** start Raw records **

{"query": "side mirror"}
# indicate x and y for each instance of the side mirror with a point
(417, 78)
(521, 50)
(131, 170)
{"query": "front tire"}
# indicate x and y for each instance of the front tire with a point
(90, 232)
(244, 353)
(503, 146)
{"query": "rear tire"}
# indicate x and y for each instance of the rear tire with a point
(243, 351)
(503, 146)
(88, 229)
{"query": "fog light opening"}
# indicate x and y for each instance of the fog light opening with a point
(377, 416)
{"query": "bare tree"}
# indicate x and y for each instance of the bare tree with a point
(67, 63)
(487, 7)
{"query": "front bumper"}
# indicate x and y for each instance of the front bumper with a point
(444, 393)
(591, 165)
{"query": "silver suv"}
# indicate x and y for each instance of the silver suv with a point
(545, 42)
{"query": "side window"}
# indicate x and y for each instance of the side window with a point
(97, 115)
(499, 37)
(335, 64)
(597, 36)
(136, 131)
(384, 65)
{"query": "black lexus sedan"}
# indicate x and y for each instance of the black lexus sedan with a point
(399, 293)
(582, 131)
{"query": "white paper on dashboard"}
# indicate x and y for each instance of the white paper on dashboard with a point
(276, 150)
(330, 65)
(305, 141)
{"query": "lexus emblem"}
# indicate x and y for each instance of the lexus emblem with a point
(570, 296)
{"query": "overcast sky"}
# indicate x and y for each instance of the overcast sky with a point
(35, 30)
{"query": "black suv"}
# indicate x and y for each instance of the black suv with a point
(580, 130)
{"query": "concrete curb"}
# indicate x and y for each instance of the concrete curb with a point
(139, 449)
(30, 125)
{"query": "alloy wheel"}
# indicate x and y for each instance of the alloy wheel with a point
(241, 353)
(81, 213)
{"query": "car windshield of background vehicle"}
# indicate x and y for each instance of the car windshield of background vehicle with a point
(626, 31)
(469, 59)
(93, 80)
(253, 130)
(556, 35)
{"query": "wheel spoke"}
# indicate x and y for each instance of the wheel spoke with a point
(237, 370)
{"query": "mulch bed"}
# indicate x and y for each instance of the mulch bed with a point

** end Raw records **

How many lines in the entries above contain the string "bare"? Reply with the number alone.

2